== Extrait source ==
^^^^

Sa forme, admirablement sculptée depuis des millions d’années par l’eau et le vent, est fine, élancée et affutée comme la proue d’un gigantesque navire. Mais sa stature lourde et massive lui impose l’immobilité. Il reste là à veiller sur la vallée, invulnérable et fier… tel un sphinx, la tête ceinte d’une couronne de pierre.
Car bien évidemment, ce site extraordinaire avait depuis longtemps attiré l’oeil de nos aïeux. Son rocher, haut d’une cinquantaine de mètres, sans autre moyen d’accès qu’une bonne échelle, devint rapidement une place forte, puis le donjon d’un rustique château fort qui, au cours des siècles, se transformera en cette incroyable forteresse de Peyrelade, la plus grande du Rouergue et l’une des plus remarquables de France.
Sur ce site extraordinaire, aussi vertigineux qu’accidenté, il fut en effet impossible d’implanter un château fort classique, quadrilatère parfait d’épaisses murailles tirées au cordeau. Non, ici, les fortifications courent, légères (tout est relatif !) et crénelées comme de la dentelle, en épousant intimement les moindres ressauts de calcaire. Il en sera de même pour les habitations : point de lourds et austères bâtiments aux coins carrés, tout juste percés de quelques meurtrières, mais des belles maisons seigneuriales installées sur les dalles rocheuses, à l’abri de notre majestueux rocher et d’une seconde enceinte. Tout contre cette muraille, le petit village de Peyrelade tente d’y trouver calme et protection, agrippé sur le versant du causse.
Le Pierre large
Peyrelade tient son nom du latin « Petra lata », la pierre large qui fait sans doute référence à la partie large et plate du rocher. Aux nombreux éclats et fragments de silex, débris de lamelles et pierres taillées (dont un grattoir de chaille, utilisé pour les peaux). Marcel Portalier en déduit que cet étonnant site fut fréquenté dès la préhistoire. Il ne devait servir alors que de refuge aux habitants qui préféraient probablement vivre sur les bords du Tarn, plus confortables et giboyeux.
Cette présence s’est maintenue puis renforcée au fil des siècles. De nombreux tessons de poteries attestent d’une fréquentation à l’âge du fer (VIe au IIe siècle avant J.C.), puis durant la période Gallo-Romaine (bouts de tuiles, fragments de poterie sigillée). Quant à la période médiévale, il est probable que l’on y édifia tout d’abord un village de cabanes au pied même du rocher, ce qui permettait en ces temps farouches de s’y réfugier très rapidement. Vers la fin du haut Moyen-Âge, un petit château fort sera construit à cet endroit hautement stratégique d’où l’on peut aisément contrôler les moindres allées et venues dans la vallée.

^^^^

Entrées d'étiquetage de position d'objets:

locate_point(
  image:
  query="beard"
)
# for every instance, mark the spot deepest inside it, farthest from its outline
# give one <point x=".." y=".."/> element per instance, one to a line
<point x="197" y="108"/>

^^^^

== Objectifs ==
• A. Résumez en deux phrases l'extrait sur Peyrelade.
• B. Recopiez à l'identique l'ensemble des entrées d'étiquetage de position d'objets.
L'extrait et les entrées n'ont aucun lien entre eux.

== Les réponses ==
• A. Peyrelade, dont le nom vient du latin « Petra lata », est un rocher d'une cinquantaine de mètres qui veille sur la vallée et qui fut fréquenté dès la préhistoire selon Marcel Portalier, puis à l'âge du fer et durant la période gallo-romaine. Vers la fin du haut Moyen-Âge, on y construisit un petit château fort qui devint au cours des siècles la forteresse de Peyrelade, la plus grande du Rouergue, dont les fortifications épousent les moindres ressauts de calcaire.

• B.
locate_point(
  image:
  query="beard"
)
# for every instance, mark the spot deepest inside it, farthest from its outline
# give one <point x=".." y=".."/> element per instance, one to a line
<point x="197" y="108"/>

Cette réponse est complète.